**Your objective**
Return the full material exactly.

**Extracted material**
'''

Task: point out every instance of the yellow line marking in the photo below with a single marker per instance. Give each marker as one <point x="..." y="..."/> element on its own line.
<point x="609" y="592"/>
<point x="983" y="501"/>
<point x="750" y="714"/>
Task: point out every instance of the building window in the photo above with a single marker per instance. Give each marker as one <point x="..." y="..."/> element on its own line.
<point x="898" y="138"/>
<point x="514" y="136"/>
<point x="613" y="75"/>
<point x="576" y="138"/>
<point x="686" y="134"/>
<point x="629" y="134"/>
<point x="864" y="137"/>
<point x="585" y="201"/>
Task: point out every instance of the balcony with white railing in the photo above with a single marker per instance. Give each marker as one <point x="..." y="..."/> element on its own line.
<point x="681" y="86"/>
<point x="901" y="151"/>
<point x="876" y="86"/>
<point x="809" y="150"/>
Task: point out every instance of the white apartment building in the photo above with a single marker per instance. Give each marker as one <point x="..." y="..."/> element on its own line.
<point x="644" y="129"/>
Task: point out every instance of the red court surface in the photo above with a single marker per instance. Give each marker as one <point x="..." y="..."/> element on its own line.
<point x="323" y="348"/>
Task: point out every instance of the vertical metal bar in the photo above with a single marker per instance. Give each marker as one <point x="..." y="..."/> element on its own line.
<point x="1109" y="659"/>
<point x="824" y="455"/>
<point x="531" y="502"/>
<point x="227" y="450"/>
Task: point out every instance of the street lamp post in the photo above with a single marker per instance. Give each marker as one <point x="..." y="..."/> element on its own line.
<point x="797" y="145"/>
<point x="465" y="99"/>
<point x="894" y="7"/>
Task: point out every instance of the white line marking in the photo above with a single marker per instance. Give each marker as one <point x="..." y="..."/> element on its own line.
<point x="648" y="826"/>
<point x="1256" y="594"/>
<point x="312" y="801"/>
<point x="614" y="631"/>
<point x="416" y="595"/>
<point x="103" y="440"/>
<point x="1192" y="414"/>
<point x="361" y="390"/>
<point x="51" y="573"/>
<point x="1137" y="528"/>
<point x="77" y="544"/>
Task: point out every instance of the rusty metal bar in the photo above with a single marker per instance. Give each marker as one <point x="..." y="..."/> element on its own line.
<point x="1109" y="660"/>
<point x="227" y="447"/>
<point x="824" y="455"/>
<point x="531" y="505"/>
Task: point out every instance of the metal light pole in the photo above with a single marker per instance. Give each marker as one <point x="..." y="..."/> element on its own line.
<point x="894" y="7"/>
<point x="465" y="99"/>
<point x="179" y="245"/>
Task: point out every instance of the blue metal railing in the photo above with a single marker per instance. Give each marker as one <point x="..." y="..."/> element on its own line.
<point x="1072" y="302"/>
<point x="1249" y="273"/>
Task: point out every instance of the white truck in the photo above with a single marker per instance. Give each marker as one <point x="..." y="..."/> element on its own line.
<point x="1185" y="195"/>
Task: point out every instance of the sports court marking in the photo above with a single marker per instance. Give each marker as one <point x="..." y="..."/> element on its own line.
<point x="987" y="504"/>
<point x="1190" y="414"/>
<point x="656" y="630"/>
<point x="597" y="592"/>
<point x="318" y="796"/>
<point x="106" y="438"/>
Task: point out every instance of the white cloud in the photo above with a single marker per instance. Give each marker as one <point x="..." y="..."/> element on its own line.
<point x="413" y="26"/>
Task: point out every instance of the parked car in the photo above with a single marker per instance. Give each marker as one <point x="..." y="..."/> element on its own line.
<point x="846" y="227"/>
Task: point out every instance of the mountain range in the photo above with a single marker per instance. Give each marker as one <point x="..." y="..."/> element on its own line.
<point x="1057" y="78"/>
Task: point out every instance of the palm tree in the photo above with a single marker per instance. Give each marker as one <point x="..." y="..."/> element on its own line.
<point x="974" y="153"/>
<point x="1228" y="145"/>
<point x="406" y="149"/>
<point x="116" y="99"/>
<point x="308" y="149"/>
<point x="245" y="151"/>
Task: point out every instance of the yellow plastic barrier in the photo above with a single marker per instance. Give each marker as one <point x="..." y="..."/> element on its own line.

'''

**Answer to the task**
Task: point out every instance of the yellow line marking in the photo below with a single marker per instance. Give each marker as one <point x="..." y="..."/> element on its own line.
<point x="609" y="592"/>
<point x="983" y="501"/>
<point x="750" y="714"/>
Task: point out every instance of the building window in the photo above with a single marker per instance. Give each marker as one <point x="..." y="..."/> element on its own line.
<point x="898" y="138"/>
<point x="514" y="136"/>
<point x="613" y="75"/>
<point x="576" y="138"/>
<point x="686" y="134"/>
<point x="629" y="134"/>
<point x="864" y="137"/>
<point x="585" y="201"/>
Task: point out every instance of the balcony with white railing in the photo above with a single marker per instance. Give each marker as one <point x="..." y="..."/> element on its own line.
<point x="681" y="86"/>
<point x="901" y="151"/>
<point x="876" y="86"/>
<point x="809" y="150"/>
Task: point out every instance of the white apartment building in the photo above with a single marker per instance. Give each marker as one <point x="..." y="..."/> element on its own line.
<point x="644" y="129"/>
Task: point out every instance of the red court surface in the photo above with a single marker per instance. Give each marker as one <point x="..." y="..."/> element on its own line.
<point x="323" y="348"/>
Task: point out every instance of the vertical metal bar in the photo above with a single marker per instance. Give each marker as one <point x="..." y="..."/> element on its own line.
<point x="1109" y="659"/>
<point x="824" y="455"/>
<point x="531" y="502"/>
<point x="227" y="450"/>
Task: point out every instance of the street lamp post in the photo above with a single marker per instance. Give each marker as one <point x="..." y="..."/> element on its own line.
<point x="797" y="145"/>
<point x="465" y="99"/>
<point x="894" y="7"/>
Task: point out every instance of the white line marking in the photo above with a single marker per instance. Give each marker as one <point x="..." y="..."/> element on its own line.
<point x="648" y="826"/>
<point x="1256" y="594"/>
<point x="312" y="801"/>
<point x="614" y="631"/>
<point x="416" y="595"/>
<point x="103" y="440"/>
<point x="1192" y="414"/>
<point x="361" y="390"/>
<point x="51" y="573"/>
<point x="1137" y="528"/>
<point x="77" y="544"/>
Task: point out every instance of the rusty metal bar in the photo above with a single marker per instance. Give each marker as one <point x="..." y="..."/> element on its own line.
<point x="1109" y="660"/>
<point x="227" y="447"/>
<point x="824" y="455"/>
<point x="531" y="505"/>
Task: point out every instance of the metal light pole in the photo above with a single marker per instance. Give each marker as one <point x="..." y="..."/> element on its own line.
<point x="894" y="7"/>
<point x="465" y="99"/>
<point x="179" y="245"/>
Task: point out every instance of the blue metal railing in the photo above with a single marker per instance. Give each marker as one <point x="..." y="..."/> element on its own line.
<point x="1072" y="302"/>
<point x="1249" y="273"/>
Task: point out every instance of the white truck in the photo above with a single marker per instance. Give each marker as one <point x="..." y="..."/> element on its own line.
<point x="1185" y="195"/>
Task: point out every instance of the sports court marking in the photo above with a single marker per instance. Give each marker as one <point x="..." y="..."/> element on its own line.
<point x="987" y="504"/>
<point x="1190" y="414"/>
<point x="656" y="630"/>
<point x="597" y="592"/>
<point x="318" y="796"/>
<point x="106" y="438"/>
Task: point out every instance of the white cloud in the photo above with a single marker per instance. Give each marker as one <point x="..." y="..."/> element on its own line.
<point x="413" y="26"/>
Task: point out every instance of the parked car in the photo above with a single marker per instance. Give each marker as one <point x="..." y="..."/> element on its own line.
<point x="846" y="227"/>
Task: point out every instance of the mountain range in the photo above with a single marker per instance. Give each marker as one <point x="..." y="..."/> element on its own line.
<point x="1057" y="78"/>
Task: point out every instance of the palm tree in the photo above with a single marker per instance. Give each marker as one <point x="..." y="..."/> element on its own line.
<point x="974" y="153"/>
<point x="1228" y="145"/>
<point x="406" y="149"/>
<point x="116" y="99"/>
<point x="308" y="149"/>
<point x="245" y="151"/>
Task: point out every instance of the yellow plastic barrier in the photo above with a single marker per instance. Give each marker as one <point x="..." y="..."/> element on its own line.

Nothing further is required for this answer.